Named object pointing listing
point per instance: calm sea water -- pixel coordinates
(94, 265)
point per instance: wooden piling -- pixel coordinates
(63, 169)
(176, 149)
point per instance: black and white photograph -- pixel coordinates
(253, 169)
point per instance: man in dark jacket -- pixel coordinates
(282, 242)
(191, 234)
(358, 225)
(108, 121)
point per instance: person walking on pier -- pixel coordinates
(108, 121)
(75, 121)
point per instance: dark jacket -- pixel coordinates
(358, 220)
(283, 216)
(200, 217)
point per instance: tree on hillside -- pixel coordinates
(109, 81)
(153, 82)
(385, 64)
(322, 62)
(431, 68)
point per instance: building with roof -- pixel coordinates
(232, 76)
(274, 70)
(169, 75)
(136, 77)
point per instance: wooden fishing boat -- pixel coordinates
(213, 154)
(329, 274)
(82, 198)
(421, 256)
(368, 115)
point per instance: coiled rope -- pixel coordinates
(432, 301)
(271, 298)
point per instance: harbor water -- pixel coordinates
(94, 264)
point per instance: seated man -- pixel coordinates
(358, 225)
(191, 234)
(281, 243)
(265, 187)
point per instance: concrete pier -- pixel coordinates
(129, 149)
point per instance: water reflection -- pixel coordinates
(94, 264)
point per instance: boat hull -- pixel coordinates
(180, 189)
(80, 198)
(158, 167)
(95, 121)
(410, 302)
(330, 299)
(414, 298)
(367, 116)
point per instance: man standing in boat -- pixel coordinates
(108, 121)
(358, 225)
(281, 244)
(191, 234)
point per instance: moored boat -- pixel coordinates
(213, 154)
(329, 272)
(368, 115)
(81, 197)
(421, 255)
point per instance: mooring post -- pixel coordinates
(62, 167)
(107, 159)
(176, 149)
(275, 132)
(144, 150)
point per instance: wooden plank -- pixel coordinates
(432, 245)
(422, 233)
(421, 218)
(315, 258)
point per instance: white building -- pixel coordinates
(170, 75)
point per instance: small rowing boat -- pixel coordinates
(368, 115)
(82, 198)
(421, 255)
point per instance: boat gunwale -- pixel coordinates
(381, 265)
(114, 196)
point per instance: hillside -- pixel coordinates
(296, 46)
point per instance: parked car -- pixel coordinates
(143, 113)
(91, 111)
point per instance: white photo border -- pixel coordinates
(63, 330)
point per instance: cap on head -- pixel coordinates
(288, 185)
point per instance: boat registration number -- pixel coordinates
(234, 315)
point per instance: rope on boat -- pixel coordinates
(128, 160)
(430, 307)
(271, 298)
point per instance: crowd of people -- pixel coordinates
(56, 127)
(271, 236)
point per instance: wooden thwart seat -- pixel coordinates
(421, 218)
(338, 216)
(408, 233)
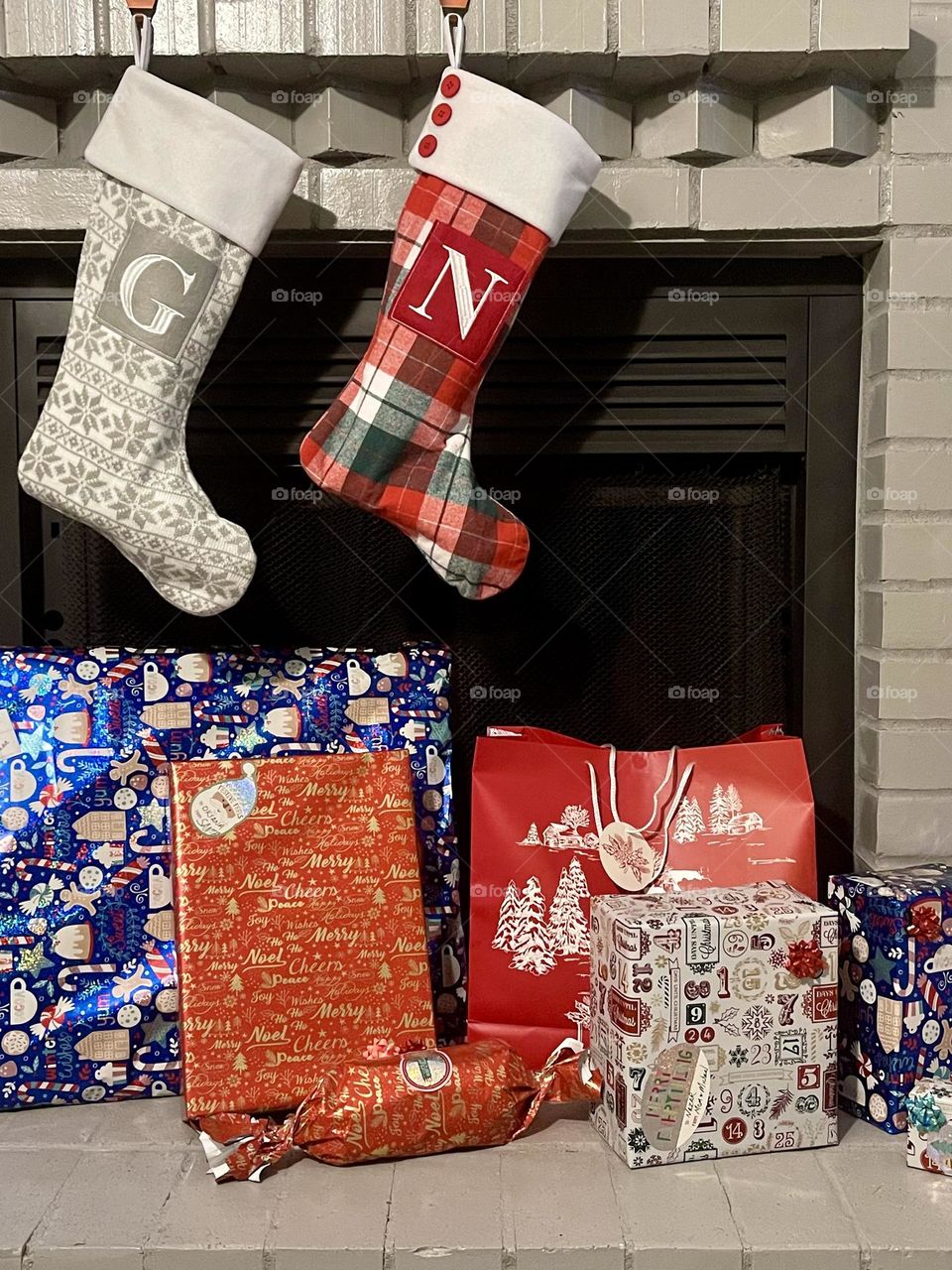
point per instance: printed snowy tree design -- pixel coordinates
(567, 929)
(688, 822)
(578, 876)
(508, 920)
(733, 799)
(580, 1016)
(627, 851)
(531, 943)
(575, 818)
(719, 811)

REQUIRED TASK: Write out the whole listing again, swapping every "wooden" for "timber" and leaving everything else as it is. Don't include the pictures.

OUTPUT FOR THIS TASK:
point per instance: calm sea water -- pixel coordinates
(94, 265)
point per instance: timber piling -- pixel coordinates
(63, 169)
(176, 149)
point per instance: black and white photograph -- pixel coordinates
(253, 169)
point per instance: man in dark jacket -- pixel coordinates
(282, 242)
(191, 234)
(358, 225)
(108, 121)
point per instance: person walking on pier -- pixel coordinates
(108, 121)
(75, 121)
point per instance: dark jacket -- pixel coordinates
(358, 220)
(283, 216)
(200, 217)
point per instance: tree on hillside -- pixel coordinates
(109, 81)
(153, 82)
(385, 64)
(322, 62)
(431, 68)
point per instance: building with roof -- pixel coordinates
(232, 76)
(274, 70)
(169, 75)
(136, 77)
point per instance: timber fishing boat -- pixel coordinates
(213, 154)
(329, 274)
(82, 198)
(421, 256)
(368, 115)
point per instance: coiled rope -- pixel coordinates
(432, 301)
(271, 298)
point per instance: harbor water -- pixel coordinates
(94, 264)
point per instance: seated man -- pixel coordinates
(358, 225)
(191, 234)
(281, 243)
(265, 187)
point per instance: concrete pier -- pixel coordinates
(129, 149)
point per instance: water reflection -- pixel coordinates
(94, 264)
point per instance: boat hull -- pixel coordinates
(180, 189)
(80, 198)
(158, 167)
(95, 121)
(410, 302)
(330, 299)
(414, 298)
(367, 116)
point per instance: man standing in boat -- pixel coordinates
(108, 121)
(358, 225)
(281, 244)
(191, 234)
point per instance: moored boat -- pixel coordinates
(213, 154)
(329, 272)
(368, 115)
(81, 197)
(421, 255)
point per instance: mooring post -- pixel coordinates
(62, 167)
(107, 159)
(176, 149)
(275, 132)
(144, 150)
point per instance: timber plank -- pixel coordinates
(432, 245)
(422, 233)
(421, 218)
(315, 258)
point per instance: white building -- pixel coordinates
(170, 75)
point per instance: small rowing boat -- pixel coordinates
(368, 115)
(82, 198)
(421, 255)
point per instance: boat gunwale -- pixel coordinates
(381, 265)
(114, 196)
point per instance: hillside -- pixel coordinates
(296, 46)
point per instance: parked car -- pixel coordinates
(143, 113)
(91, 111)
point per instance: white photo border -- pixel coordinates
(63, 330)
point per instance: cap on head -- pixel coordinates
(288, 185)
point per instance: boat registration number -- pixel coordinates
(234, 315)
point per instance: rope on boat -- pixel coordinates
(128, 160)
(430, 307)
(271, 298)
point per instance: crowd of people -- pixel coordinates
(56, 127)
(271, 236)
point per instance: timber thwart seat -- pixel coordinates
(421, 218)
(338, 216)
(408, 233)
point per instance: printed snowy tree design -- pixel coordinates
(567, 929)
(688, 822)
(578, 876)
(508, 920)
(733, 799)
(580, 1016)
(627, 851)
(531, 943)
(575, 818)
(719, 811)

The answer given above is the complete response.